## INSTRUCTIONS FOR THE TASK
Extract the lines below and reproduce them word for word, changing nothing.

(Source data)
───

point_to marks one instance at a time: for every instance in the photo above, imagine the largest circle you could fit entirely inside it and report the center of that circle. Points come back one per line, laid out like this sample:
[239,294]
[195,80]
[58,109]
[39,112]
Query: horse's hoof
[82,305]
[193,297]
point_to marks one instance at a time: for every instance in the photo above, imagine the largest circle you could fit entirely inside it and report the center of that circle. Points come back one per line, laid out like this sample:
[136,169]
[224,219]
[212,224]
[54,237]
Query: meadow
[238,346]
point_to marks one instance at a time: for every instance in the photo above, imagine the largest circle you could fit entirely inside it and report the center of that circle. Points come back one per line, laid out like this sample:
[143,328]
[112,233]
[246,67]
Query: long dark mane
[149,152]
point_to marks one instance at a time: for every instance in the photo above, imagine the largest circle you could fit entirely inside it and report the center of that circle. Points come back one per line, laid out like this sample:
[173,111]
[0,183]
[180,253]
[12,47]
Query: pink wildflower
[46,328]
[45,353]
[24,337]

───

## OUTPUT OF THE TASK
point_to marks one instance at a time: for every instance in the photo above, imagine the largest circle you could fit entirely inside it and report the center of that circle. Points come back one per line, laid out like this sample:
[239,294]
[195,80]
[58,109]
[39,112]
Query: horse's hoof
[82,305]
[193,297]
point_to marks one instance at a time: for every instance in the photo above, imagine the largest circle you could fit entirely inside it and report the center of that circle. Points come back one per line, laid out like this sample:
[136,169]
[224,219]
[212,224]
[54,237]
Query: meadow
[238,346]
point_to marks one instance at a time: for every instance in the photo above, imagine the largest circle you could fit entirely inside it and report the center of that circle. Points come back one per line, laid out like this sample:
[143,328]
[112,233]
[246,67]
Query: long dark mane
[149,152]
point_to marks one instance at a time: for every instance in the photo above, imagine the largest circle you could fit entirely inside it and report the center of that circle. Points come back one per line, laid out like this sample:
[173,111]
[0,183]
[180,253]
[12,47]
Query: pink wildflower
[46,328]
[45,353]
[24,337]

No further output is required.